La prise de conscience des parents
Cette multiplication n’est pourtant pas vraiment liée aux écoles musulmanes ni même aux écoles confessionnelles, d’autant que les écoles véritablement islamistes sont le plus souvent clandestines et parallèles et ne sont pas touchées par la loi. La plupart des écoles hors contrat qui se créent sont majoritairement non-confessionnelles. Il faut donc chercher ailleurs la cause de ce développement et considérer d’abord que ces établissements ont des résultats aux examens – et pas seulement – souvent très bons.
De plus en plus de parents ont pris de conscience de l’importance d’une bonne maîtrise des savoirs essentiels, mais aussi d’une bonne éducation dans un milieu favorable, adapté à l’étude et à l’éducation. L’Éducation nationale, depuis longtemps, est en faillite sur tous ces points ayant fait de l’école un lieu de vie plutôt qu’un lieu d’études. Les parents les plus avertis réclament eux du calme, de la tenue, un certain niveau de langue… sans quoi c’est l’avenir des enfants qui devient incertain. Qui n’a pas fréquenté une bonne école, un bon collège et un bon lycée n’entrera pas dans les formations qui assurent a priori le meilleur avenir. Les bacheliers sont choisis selon le lycée d’où ils viennent, sans considération de la mention obtenue au bac. Tous les lycées ne se valent plus : là est la faillite essentielle de l’Éducation nationale.
Mieux (ou plutôt pire) : la qualité d’un établissement scolaire ne tient pas aux enseignants qui y sont nommés, mais aux élèves qui les fréquentent. Si une proportion importante d’élèves incapables de suivre l’enseignement s’y trouvent, alors les professeurs se verront dans l’incapacité d’enseigner.

▶ Lignes de données:
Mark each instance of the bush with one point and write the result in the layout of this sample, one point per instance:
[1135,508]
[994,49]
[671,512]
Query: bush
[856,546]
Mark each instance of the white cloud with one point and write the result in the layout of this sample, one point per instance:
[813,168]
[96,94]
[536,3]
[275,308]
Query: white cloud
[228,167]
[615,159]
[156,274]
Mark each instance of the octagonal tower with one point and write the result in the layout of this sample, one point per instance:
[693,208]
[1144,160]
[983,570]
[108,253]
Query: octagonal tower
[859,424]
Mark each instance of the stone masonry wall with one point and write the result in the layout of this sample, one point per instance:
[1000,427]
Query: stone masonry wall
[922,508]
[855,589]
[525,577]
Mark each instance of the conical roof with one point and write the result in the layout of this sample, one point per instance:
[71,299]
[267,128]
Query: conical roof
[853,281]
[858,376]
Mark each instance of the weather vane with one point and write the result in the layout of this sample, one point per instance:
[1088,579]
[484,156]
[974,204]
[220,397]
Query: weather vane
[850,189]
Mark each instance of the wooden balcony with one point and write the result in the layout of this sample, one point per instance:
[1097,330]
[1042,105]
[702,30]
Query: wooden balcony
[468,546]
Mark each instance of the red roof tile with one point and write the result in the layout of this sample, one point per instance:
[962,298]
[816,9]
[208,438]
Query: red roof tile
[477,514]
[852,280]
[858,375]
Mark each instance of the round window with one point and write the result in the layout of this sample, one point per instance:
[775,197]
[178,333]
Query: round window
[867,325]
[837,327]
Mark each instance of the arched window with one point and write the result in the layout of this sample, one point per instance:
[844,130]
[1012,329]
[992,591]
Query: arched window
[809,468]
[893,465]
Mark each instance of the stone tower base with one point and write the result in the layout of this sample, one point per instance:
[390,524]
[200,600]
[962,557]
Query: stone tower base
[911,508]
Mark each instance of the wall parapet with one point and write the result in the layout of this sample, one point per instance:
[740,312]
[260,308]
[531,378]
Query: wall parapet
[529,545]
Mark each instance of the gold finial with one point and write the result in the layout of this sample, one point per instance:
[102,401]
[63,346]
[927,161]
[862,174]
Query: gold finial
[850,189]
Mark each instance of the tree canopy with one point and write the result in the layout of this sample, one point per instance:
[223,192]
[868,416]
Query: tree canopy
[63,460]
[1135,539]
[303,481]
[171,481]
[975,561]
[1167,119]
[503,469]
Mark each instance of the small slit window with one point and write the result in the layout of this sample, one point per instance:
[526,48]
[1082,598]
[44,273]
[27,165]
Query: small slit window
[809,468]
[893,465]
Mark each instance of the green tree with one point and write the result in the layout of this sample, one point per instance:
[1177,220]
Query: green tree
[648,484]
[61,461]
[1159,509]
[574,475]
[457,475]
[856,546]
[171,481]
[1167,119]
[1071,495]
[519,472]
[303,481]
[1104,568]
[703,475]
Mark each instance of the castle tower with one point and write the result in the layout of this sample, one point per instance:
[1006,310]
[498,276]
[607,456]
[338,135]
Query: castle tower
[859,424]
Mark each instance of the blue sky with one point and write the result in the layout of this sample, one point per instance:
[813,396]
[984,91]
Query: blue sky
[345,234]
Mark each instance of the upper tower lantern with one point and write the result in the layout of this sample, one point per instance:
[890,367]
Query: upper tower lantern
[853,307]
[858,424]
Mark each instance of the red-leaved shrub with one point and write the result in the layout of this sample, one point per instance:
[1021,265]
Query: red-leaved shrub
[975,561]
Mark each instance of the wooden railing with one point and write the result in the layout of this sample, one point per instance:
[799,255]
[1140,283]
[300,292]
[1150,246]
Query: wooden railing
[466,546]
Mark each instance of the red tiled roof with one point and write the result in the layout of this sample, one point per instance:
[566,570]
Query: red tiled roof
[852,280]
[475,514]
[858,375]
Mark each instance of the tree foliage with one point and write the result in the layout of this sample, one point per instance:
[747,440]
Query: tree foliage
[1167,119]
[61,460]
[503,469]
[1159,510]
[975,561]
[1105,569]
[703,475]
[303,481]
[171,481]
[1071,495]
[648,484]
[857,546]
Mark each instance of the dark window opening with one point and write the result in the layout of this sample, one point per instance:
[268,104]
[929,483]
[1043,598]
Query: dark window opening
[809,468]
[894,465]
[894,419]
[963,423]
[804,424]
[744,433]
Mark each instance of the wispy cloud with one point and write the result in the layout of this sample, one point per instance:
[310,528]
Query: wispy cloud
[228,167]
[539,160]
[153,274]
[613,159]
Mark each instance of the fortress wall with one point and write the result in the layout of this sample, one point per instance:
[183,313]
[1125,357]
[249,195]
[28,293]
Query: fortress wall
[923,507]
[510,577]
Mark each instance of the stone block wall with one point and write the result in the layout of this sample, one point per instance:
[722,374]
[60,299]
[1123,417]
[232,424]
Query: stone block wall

▶ Consigne:
Retranscrivez intégralement le texte sur la prise de conscience des parents, sans y changer un seul mot. Les lignes n'entrent pas en compte ici.

▶ Réponse:
La prise de conscience des parents
Cette multiplication n’est pourtant pas vraiment liée aux écoles musulmanes ni même aux écoles confessionnelles, d’autant que les écoles véritablement islamistes sont le plus souvent clandestines et parallèles et ne sont pas touchées par la loi. La plupart des écoles hors contrat qui se créent sont majoritairement non-confessionnelles. Il faut donc chercher ailleurs la cause de ce développement et considérer d’abord que ces établissements ont des résultats aux examens – et pas seulement – souvent très bons.
De plus en plus de parents ont pris de conscience de l’importance d’une bonne maîtrise des savoirs essentiels, mais aussi d’une bonne éducation dans un milieu favorable, adapté à l’étude et à l’éducation. L’Éducation nationale, depuis longtemps, est en faillite sur tous ces points ayant fait de l’école un lieu de vie plutôt qu’un lieu d’études. Les parents les plus avertis réclament eux du calme, de la tenue, un certain niveau de langue… sans quoi c’est l’avenir des enfants qui devient incertain. Qui n’a pas fréquenté une bonne école, un bon collège et un bon lycée n’entrera pas dans les formations qui assurent a priori le meilleur avenir. Les bacheliers sont choisis selon le lycée d’où ils viennent, sans considération de la mention obtenue au bac. Tous les lycées ne se valent plus : là est la faillite essentielle de l’Éducation nationale.
Mieux (ou plutôt pire) : la qualité d’un établissement scolaire ne tient pas aux enseignants qui y sont nommés, mais aux élèves qui les fréquentent. Si une proportion importante d’élèves incapables de suivre l’enseignement s’y trouvent, alors les professeurs se verront dans l’incapacité d’enseigner.